== PASSAGE SHOWN ==

A solution is to transform to a different range of angles, then use equi-angular spacing Δθ = Δϕ and finally re-map the results to the original domain. The transformations suggested in (Lynch et al., 2003) are:
- If 0° ≤ θ ≤ 45° then map this range to 45° ≤ θ′ ≤ 90° by the transformation
- x′ = z, y′ = y, z′ = −x.
- If 135° ≤ θ ≤ 180° then map this range to 90° ≤ θ′ ≤ 135° by the transformation
- x′ = −z, y′ = y, z′ = x.
In addition to the complexity analysis and various tests with synthetic data we carried out several more experiments to assess the quality of the solution and the performance of our programs. The ultimate test of a new algorithm is reflected by the final resolution that can be obtained using the algorithm; this discussion is deferred for Section 4.
A rigorous comparison of the performance of the PO2R program with similar programs would be informative but is not practical at this stage. Such a comparison at minimum requires unrestricted access to a sizeable number of benchmark data sets, but such benchmark data are not available. Even a qualitative comparative analysis would be rather difficult to perform. To our knowledge there are no published results produced by parallel alignment algorithms for structures as large as the ones we report in this paper. Moreover, it would be unfair to compare a parallel program with a sequential one, or to compare a program that does not make any assumption about the symmetry of the virus particle with one that assumes the presence of symmetry. The memory and CPU rate (MIPS or Mflops) of even the most powerful single processor systems available today are insufficient to run our algorithm, or any sequential algorithm, for high resolution origin and orientation refinement of the virus structures presented in this paper.

===
== SUPPLIED DATA ==

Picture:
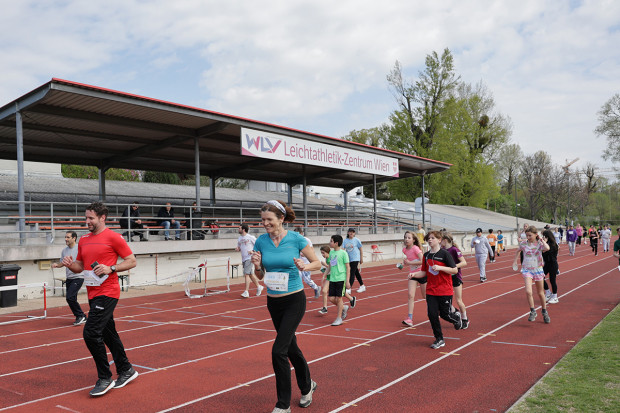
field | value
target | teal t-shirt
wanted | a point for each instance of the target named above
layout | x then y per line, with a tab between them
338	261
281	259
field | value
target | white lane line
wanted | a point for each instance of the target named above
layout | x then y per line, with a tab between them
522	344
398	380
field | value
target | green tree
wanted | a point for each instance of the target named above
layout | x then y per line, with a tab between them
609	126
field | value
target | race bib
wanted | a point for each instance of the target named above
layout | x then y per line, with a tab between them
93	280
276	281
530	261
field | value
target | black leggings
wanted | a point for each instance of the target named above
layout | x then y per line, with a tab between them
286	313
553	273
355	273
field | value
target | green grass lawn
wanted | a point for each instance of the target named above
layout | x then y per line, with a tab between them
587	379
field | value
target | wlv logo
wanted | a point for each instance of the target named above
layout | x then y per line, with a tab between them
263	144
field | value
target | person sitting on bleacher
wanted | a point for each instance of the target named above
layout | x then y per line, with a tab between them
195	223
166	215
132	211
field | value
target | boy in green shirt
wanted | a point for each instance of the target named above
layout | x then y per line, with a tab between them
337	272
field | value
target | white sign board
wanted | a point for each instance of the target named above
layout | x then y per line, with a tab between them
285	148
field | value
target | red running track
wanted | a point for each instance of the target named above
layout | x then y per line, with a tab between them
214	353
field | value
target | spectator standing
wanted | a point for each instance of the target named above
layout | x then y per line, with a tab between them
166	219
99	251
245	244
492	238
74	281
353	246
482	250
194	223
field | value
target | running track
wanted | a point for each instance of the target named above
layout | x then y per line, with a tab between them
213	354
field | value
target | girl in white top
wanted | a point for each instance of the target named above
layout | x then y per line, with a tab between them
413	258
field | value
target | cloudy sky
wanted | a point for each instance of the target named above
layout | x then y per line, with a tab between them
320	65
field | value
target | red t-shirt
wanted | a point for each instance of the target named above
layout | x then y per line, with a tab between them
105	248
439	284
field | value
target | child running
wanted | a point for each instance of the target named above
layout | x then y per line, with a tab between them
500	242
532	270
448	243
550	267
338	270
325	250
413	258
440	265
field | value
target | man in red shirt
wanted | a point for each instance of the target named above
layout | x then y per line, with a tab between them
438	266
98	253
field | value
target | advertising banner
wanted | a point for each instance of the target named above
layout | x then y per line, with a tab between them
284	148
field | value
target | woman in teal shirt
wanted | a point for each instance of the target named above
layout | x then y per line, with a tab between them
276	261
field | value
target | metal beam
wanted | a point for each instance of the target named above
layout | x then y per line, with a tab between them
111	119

===
== SUPPLIED DATA ==

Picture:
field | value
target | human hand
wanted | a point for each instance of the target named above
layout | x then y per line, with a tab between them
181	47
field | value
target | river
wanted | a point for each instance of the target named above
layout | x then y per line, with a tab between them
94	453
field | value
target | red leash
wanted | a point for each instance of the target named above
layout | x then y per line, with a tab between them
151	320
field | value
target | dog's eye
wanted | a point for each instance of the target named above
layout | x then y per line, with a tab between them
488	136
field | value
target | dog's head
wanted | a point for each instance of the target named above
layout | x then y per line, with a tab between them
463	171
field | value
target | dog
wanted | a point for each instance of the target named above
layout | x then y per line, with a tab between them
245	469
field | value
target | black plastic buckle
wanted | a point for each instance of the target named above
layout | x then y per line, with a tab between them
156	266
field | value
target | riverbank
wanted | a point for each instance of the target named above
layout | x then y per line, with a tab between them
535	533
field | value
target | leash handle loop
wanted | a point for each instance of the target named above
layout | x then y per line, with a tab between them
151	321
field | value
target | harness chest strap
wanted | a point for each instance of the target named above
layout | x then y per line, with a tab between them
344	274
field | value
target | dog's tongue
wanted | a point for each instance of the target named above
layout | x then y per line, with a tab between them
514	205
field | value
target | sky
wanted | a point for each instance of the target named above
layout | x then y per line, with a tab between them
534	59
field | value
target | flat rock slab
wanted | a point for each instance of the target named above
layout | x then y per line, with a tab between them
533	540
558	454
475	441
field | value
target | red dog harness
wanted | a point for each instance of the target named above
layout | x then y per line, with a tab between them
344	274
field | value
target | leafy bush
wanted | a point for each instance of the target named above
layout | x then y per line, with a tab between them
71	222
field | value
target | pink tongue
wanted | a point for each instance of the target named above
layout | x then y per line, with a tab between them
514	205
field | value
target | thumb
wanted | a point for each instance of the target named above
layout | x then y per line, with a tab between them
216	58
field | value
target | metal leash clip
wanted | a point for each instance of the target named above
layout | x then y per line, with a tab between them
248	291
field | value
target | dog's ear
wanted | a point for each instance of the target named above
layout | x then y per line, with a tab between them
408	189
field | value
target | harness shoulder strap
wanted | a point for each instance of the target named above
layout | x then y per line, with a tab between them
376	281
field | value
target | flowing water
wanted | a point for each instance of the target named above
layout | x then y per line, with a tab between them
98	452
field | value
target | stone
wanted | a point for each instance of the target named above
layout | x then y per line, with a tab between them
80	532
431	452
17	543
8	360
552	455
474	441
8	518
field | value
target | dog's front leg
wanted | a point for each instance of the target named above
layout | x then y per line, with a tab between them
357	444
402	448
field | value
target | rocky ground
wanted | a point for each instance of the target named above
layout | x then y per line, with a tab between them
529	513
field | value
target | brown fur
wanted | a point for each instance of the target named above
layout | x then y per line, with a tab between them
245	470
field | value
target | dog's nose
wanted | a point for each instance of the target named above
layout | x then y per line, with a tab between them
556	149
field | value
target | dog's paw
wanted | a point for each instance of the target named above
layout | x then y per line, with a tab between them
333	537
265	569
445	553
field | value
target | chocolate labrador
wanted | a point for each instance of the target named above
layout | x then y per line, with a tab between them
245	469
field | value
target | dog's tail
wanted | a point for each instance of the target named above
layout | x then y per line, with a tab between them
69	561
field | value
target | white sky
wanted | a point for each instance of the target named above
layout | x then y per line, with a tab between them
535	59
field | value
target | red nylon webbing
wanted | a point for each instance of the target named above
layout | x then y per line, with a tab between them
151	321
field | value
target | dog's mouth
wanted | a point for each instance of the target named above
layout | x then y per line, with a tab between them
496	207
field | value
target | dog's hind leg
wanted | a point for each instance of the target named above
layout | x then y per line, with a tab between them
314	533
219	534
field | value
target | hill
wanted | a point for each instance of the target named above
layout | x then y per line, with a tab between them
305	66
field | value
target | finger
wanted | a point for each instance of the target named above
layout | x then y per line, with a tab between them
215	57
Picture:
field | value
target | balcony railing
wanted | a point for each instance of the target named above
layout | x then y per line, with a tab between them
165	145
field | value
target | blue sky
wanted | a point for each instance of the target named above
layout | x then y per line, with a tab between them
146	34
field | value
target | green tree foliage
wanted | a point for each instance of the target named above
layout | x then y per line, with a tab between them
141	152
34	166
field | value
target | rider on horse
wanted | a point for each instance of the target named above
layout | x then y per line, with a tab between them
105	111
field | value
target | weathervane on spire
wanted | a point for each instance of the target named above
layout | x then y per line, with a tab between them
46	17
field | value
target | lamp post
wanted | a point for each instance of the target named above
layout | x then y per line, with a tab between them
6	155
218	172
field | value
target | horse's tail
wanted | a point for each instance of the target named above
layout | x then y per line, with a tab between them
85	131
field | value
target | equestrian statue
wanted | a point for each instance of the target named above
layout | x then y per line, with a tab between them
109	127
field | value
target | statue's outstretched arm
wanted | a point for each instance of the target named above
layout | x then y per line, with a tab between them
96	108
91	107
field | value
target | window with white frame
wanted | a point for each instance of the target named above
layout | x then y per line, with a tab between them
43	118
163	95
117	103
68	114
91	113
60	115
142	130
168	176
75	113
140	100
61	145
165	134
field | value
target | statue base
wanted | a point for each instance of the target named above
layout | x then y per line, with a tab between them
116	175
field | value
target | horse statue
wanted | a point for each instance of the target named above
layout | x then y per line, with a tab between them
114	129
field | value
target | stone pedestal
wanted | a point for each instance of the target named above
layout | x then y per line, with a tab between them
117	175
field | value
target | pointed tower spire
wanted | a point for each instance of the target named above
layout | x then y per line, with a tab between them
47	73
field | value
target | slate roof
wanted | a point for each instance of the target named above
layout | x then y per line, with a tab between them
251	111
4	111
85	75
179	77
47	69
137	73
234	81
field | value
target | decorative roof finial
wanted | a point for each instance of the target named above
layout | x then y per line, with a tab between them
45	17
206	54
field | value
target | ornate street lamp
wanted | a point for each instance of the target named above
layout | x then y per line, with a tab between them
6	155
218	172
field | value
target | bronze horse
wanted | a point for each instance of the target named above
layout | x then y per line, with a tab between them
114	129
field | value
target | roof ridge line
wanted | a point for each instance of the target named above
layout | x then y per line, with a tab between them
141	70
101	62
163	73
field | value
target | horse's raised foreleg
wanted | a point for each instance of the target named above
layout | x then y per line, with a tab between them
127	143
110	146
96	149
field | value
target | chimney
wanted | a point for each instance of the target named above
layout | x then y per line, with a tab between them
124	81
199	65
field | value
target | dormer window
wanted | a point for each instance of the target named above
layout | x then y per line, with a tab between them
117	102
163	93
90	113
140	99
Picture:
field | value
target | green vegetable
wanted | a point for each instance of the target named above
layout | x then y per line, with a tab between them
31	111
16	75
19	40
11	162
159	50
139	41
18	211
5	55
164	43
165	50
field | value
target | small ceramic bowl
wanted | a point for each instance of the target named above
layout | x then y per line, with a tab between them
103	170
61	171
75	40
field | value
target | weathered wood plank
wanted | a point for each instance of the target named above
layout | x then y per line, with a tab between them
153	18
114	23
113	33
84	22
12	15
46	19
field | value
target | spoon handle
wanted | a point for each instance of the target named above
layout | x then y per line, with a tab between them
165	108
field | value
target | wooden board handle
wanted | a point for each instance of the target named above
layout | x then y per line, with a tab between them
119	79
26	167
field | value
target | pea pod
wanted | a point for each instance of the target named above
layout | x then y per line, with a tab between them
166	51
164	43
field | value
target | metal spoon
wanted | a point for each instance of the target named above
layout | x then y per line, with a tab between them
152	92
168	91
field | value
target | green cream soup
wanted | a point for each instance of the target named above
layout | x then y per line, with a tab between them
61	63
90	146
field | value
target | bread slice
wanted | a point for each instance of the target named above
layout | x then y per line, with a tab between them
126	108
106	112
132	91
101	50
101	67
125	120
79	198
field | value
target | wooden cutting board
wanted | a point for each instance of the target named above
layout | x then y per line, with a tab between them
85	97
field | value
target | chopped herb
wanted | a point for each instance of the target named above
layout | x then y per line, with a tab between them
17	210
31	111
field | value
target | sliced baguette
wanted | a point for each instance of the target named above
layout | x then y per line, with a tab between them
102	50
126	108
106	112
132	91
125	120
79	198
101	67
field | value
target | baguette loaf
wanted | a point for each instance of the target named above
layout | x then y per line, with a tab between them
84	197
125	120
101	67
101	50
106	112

===

DIRECTIONS FOR THIS TASK: List all six coordinate equations that define the two transformations in the passage on angle remapping and parallel alignment, one per line.

ANSWER SECTION:
x′ = z
y′ = y
z′ = −x
x′ = −z
y′ = y
z′ = x